━━━ EXCERPTED DATA
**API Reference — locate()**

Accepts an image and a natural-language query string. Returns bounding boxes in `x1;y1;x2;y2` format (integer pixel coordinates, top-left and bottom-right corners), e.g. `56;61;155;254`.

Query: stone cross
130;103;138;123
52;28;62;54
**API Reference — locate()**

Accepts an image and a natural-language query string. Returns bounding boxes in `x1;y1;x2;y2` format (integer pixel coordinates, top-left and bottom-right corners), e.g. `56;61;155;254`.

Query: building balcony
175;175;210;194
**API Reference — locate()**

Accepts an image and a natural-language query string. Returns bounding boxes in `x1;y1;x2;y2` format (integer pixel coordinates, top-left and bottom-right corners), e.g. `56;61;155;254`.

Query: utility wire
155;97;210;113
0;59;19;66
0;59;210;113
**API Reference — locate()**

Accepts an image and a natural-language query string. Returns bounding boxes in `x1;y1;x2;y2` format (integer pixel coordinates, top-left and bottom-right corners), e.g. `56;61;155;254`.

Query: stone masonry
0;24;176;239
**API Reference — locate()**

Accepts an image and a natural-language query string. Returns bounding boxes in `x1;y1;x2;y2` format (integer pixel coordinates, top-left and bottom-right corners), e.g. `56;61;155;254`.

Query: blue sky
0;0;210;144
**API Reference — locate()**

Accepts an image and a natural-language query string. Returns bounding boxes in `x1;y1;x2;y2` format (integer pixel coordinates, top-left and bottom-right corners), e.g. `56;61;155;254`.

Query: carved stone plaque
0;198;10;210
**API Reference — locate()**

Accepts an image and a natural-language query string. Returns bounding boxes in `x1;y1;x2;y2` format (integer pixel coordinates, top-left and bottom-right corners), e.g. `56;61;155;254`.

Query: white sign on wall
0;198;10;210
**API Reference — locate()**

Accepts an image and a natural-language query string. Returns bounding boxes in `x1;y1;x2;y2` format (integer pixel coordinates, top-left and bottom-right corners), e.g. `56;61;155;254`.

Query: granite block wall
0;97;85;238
━━━━━━
• STATED GOAL
Print all of the entries again, exactly as written.

• WRITTEN RESPONSE
**API Reference — locate()**

Accepts an image and a natural-language query string. Returns bounding boxes in `x1;y1;x2;y2` format (integer pixel coordinates, top-left and bottom-right corners), e.g. `56;61;155;254`.

Query: stone cross
130;103;138;123
52;28;62;54
**API Reference — locate()**

Accepts an image and a natural-language query string. Returns bounding boxes in `x1;y1;x2;y2` format (integer pixel coordinates, top-left and bottom-right corners), e.g. `56;61;155;254`.

Query: building balcony
175;175;210;194
**API Reference — locate()**

Accepts an image and a natural-language query string. Returns bounding boxes in `x1;y1;x2;y2` format (integer pixel coordinates, top-left and bottom-right corners), e.g. `56;61;155;254`.

Query: utility wire
155;97;210;113
0;59;19;66
0;59;210;113
**API Reference — locate()**

Accepts an image and a natural-language query string. Returns bounding boxes in `x1;y1;x2;y2` format (integer pixel coordinates, top-left and bottom-right corners), e.g. `56;61;155;254`.

Query: stone masonry
0;24;176;239
**API Reference — locate()**

Accepts an image and a natural-language query string. Returns bounding boxes in `x1;y1;x2;y2` format (integer pixel coordinates, top-left and bottom-right corners), e.g. `56;61;155;254`.

Query: blue sky
0;0;210;144
**API Reference — locate()**

Accepts an image and a natural-language query string. Returns bounding boxes in `x1;y1;x2;y2` format (integer pixel coordinates, top-left and bottom-right corners), e.g. `56;61;155;254`.

Query: carved stone plaque
0;198;10;210
**API Reference — locate()**

Accepts an image and a natural-language query string. Returns bounding boxes in `x1;y1;x2;y2` format (integer pixel coordinates, top-left and bottom-right corners), e.g. `56;61;155;254`.

Query: white sign on wall
0;198;10;210
**API Reference — locate()**

Accepts an image and a natural-language query string. Returns bounding boxes in `x1;y1;x2;y2` format (integer pixel coordinates, top-left and bottom-right corners), e.g. `56;61;155;254`.

Query: granite block wall
0;97;85;238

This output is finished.